● DOCUMENT TEXT
What has a specific beginning and end, but no origin?
Labyrinths have been discovered throughout the world for at least 4,000 years. But that doesn’t mean we know who invented the first one, or where. Was he/she as old as dirt? Who really knows? However, something timeless and mysterious seems to tie them all together as if by a grand plan, yet no obvious big plan exists. Each labyrinth is more like a symbolic representation of some primordial pattern. And, that idea seems to have been hardwired into every brain in every culture. The labyrinth represents a common shared experience of living, making a journey, meditating on the meaning of life, achieving a goal or simply following your personal path—one step at a time. It is a metaphor for life itself. Even if we don’t know the exact origin of the labyrinth, we can all agree that it’s a powerful idea that remains meaningful and fully embraced to this day.

Coordinate labeling data:
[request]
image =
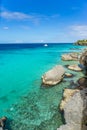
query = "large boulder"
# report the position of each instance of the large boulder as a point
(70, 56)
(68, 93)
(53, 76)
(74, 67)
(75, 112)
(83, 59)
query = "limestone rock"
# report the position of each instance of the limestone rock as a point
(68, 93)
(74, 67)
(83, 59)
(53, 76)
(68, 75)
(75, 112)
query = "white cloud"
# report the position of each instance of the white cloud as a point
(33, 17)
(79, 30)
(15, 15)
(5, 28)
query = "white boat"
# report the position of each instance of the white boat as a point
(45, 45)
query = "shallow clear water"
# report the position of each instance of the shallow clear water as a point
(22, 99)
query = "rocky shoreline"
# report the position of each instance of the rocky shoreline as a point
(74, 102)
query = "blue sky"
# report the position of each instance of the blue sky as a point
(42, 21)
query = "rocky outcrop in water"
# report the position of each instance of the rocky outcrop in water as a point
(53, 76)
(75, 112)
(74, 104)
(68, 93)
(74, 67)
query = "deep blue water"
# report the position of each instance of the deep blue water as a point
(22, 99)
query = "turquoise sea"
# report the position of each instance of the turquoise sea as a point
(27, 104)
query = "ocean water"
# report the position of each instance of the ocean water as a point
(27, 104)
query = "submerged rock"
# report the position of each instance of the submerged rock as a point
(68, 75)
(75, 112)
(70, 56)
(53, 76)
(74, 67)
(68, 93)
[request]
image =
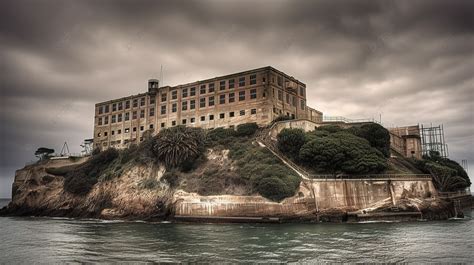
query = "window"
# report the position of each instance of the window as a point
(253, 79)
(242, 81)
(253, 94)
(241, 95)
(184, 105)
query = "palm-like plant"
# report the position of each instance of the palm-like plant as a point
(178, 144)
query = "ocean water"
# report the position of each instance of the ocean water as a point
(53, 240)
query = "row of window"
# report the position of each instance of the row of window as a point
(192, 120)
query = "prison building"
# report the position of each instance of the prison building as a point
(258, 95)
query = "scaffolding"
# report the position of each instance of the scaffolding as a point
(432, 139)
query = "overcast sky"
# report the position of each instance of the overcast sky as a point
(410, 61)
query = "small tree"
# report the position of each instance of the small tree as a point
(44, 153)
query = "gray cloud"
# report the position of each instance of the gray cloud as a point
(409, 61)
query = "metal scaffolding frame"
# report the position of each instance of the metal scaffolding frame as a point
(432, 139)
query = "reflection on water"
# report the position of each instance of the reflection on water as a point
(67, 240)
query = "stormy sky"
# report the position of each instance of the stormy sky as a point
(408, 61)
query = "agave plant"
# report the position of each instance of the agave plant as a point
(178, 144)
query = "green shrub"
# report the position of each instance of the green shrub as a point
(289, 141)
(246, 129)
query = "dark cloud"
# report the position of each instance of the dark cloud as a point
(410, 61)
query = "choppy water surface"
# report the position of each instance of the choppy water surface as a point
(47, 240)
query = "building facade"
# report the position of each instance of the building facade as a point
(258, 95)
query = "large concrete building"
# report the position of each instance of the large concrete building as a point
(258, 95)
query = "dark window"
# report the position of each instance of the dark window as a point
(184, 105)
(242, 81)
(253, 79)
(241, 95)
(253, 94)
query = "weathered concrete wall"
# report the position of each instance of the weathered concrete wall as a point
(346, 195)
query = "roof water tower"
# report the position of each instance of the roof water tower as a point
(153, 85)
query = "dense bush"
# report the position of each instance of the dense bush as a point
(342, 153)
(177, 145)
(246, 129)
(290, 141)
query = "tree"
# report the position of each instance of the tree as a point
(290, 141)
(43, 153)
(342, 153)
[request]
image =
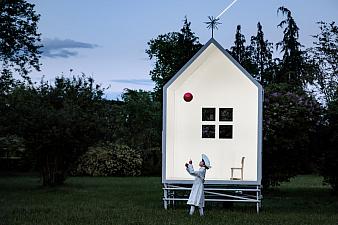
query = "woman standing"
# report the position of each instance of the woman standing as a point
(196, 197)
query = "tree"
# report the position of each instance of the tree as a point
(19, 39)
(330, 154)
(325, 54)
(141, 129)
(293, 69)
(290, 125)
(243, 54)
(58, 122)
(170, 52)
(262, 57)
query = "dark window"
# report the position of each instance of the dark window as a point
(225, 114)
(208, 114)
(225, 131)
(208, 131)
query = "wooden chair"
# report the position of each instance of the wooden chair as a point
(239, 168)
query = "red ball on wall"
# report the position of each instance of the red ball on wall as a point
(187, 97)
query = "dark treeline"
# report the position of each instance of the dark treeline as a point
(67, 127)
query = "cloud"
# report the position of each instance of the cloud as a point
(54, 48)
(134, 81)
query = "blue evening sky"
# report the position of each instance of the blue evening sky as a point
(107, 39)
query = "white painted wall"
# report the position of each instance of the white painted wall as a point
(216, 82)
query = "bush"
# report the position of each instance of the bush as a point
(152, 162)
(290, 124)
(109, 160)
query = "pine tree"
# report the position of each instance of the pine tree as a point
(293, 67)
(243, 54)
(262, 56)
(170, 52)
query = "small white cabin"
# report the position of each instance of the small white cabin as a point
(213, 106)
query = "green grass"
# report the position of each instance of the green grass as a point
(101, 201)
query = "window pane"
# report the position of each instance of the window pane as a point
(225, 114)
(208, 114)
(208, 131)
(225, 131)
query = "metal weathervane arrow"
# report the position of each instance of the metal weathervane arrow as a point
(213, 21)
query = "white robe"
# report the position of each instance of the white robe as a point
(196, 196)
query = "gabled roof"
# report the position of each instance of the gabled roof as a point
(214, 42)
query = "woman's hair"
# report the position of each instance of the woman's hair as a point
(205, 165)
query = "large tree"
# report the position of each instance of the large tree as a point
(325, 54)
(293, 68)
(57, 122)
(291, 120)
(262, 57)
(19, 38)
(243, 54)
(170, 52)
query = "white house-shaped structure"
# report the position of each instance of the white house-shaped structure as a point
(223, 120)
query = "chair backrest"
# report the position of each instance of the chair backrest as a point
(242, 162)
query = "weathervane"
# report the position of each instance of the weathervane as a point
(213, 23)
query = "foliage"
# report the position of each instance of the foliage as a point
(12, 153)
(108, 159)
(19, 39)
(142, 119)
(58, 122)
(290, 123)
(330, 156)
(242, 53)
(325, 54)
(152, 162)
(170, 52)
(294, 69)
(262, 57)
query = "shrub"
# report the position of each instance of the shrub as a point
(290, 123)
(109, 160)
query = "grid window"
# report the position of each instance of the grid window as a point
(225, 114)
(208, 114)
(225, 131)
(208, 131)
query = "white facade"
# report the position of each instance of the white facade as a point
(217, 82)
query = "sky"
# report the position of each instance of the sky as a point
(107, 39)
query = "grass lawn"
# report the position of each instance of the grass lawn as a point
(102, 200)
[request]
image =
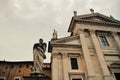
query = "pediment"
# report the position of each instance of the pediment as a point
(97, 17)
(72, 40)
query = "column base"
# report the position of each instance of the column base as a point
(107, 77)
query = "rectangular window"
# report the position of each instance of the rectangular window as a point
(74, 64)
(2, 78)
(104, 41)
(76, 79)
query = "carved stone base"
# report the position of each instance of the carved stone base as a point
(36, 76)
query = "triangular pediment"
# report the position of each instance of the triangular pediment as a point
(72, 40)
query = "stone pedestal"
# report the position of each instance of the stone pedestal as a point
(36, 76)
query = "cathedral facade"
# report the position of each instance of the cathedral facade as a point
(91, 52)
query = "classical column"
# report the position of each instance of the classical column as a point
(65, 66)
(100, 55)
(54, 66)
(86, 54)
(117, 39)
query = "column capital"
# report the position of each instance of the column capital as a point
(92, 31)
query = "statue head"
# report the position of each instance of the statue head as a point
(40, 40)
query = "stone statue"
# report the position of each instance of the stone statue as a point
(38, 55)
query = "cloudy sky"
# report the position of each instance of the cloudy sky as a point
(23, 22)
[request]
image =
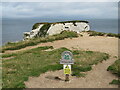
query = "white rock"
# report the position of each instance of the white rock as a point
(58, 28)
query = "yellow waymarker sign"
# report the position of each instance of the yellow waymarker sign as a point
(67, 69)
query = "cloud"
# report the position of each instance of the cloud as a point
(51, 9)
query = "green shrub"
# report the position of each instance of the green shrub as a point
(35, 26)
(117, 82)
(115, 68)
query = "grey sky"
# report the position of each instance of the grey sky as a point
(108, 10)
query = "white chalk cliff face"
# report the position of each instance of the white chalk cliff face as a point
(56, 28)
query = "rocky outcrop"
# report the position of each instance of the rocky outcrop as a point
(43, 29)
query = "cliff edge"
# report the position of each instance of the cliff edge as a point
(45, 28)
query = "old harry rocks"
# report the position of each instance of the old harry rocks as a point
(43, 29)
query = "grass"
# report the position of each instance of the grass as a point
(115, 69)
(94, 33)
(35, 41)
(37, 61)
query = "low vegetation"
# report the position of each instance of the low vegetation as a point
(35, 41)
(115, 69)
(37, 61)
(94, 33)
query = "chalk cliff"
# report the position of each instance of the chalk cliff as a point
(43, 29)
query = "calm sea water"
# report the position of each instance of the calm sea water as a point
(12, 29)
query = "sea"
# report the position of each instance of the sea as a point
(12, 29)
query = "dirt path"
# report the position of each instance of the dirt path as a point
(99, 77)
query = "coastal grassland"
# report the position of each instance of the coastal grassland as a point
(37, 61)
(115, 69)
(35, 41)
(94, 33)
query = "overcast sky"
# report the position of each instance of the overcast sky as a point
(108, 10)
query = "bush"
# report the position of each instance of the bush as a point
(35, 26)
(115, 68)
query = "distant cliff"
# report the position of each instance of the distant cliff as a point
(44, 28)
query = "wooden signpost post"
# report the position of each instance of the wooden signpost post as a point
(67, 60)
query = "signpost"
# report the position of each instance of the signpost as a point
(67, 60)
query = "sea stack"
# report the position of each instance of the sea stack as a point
--
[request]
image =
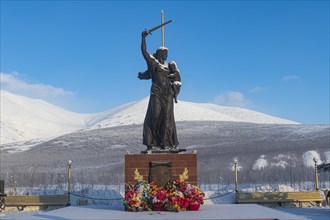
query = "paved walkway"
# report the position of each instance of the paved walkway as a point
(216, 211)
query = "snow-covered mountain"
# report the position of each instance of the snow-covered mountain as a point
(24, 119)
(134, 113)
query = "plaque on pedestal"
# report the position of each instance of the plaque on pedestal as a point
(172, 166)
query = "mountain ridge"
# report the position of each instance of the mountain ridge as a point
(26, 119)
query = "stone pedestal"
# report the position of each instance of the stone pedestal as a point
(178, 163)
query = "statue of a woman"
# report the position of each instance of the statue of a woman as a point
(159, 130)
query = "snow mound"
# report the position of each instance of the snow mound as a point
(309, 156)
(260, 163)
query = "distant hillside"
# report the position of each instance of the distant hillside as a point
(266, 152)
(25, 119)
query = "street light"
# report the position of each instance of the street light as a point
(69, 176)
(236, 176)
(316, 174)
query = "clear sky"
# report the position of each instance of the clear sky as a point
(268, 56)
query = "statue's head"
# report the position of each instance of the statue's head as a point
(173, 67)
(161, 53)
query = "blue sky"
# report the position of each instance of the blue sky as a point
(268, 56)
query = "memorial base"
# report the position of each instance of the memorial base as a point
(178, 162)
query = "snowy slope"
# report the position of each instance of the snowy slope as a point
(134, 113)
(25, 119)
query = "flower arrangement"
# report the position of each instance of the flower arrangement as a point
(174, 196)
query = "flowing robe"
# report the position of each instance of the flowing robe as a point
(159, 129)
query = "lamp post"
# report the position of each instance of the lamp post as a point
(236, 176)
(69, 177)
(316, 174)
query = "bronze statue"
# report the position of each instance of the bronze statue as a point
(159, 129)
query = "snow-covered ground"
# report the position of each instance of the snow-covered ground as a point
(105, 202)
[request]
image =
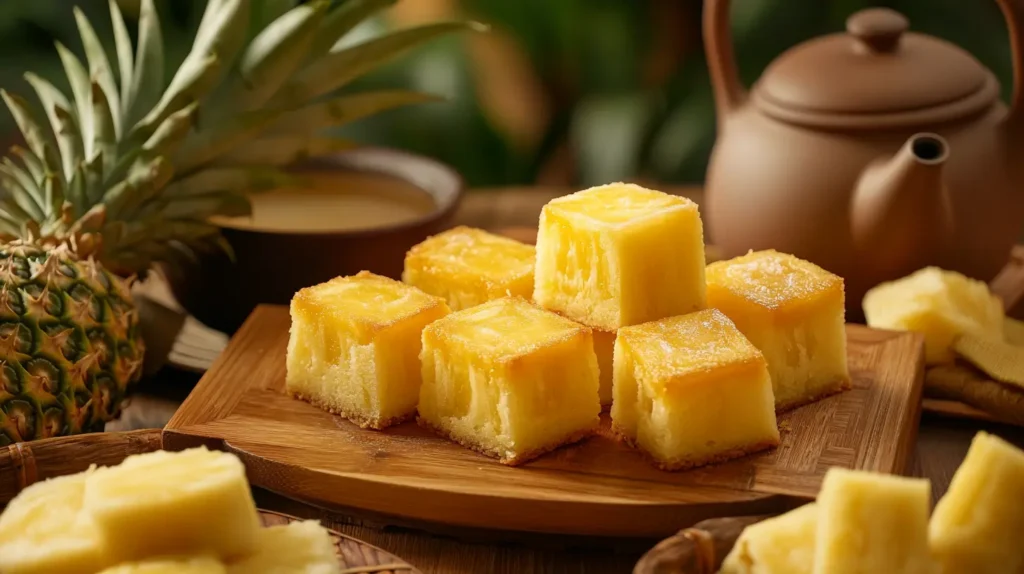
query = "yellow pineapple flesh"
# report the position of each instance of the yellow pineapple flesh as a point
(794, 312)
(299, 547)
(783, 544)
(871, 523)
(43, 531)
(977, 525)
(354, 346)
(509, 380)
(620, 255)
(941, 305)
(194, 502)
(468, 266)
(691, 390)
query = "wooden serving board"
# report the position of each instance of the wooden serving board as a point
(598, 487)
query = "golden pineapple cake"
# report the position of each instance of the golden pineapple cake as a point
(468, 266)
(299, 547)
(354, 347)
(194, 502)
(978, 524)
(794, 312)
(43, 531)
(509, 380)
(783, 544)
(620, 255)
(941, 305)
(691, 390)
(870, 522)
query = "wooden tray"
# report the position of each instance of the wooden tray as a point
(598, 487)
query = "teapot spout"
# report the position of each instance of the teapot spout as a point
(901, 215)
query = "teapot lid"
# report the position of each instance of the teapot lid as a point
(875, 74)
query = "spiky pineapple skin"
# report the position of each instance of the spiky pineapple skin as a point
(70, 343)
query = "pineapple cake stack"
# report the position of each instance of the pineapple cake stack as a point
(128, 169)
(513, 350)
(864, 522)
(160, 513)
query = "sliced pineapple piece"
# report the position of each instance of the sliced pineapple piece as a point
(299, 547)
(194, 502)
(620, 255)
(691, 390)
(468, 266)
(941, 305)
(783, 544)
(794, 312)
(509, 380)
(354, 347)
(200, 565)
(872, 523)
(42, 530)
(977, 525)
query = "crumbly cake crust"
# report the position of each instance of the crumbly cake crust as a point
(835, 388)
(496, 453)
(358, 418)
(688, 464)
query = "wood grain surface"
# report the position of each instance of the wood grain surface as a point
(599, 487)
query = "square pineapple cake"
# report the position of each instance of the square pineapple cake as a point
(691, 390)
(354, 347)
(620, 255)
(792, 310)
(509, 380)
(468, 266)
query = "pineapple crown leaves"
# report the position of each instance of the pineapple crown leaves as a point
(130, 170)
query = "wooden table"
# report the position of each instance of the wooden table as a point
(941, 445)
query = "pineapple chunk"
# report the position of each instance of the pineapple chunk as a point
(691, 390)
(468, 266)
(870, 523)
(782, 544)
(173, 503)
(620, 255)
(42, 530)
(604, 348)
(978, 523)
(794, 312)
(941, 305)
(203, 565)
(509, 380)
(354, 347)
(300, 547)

● YOUR TASKS
**A)** Summarize the passage on labyrinths in two sentences.
**B)** Decide whether each statement agrees with the passage on labyrinths, answering yes or no and quoting the deciding words: (i) Labyrinths have been discovered for at least 4,000 years. (ii) The passage names the person who invented the first labyrinth. (iii) An obvious big plan ties all labyrinths together.
**C)** Extend the passage on labyrinths with one more paragraph that picks up after its final sentence.
These rows were drawn from a separate source.

● ANSWERS GIVEN
**A)** Labyrinths have been found around the world for at least 4,000 years, yet no one knows who invented the first one or where. Each represents a primordial pattern shared by every culture and serves as a metaphor for the journey of life, an idea that remains meaningful to this day.

**B)**
(i) Yes: "Labyrinths have been discovered throughout the world for at least 4,000 years."
(ii) No: "that doesn’t mean we know who invented the first one, or where."
(iii) No: "yet no obvious big plan exists."

**C)**
Nobody thinks much about a labyrinth until you’re presented a mysterious and urgent need for one. They’re like that special jar-opening tool in the kitchen that you need RIGHT NOW! There must be one around here somewhere, but where is it? (freeing the stubborn lid from a jar is reminiscent of a labyrinth’s ability to ease the cross-threaded barriers to living our best life). Well, we found ourselves in need of a labyrinth one day. One of us had a vague recollection of something like that just down the street from our place. You know the feeling? You’ve seen it out of the corner of your eye, but didn’t really pay that much attention. There was something that looked more like a garden sculpture in the center of some hedges. But wait. Upon closer inspection, a bold discovery was revealed—a fantastic contemporary labyrinth “right there in our own backyard.”
“Eureka!” We found it!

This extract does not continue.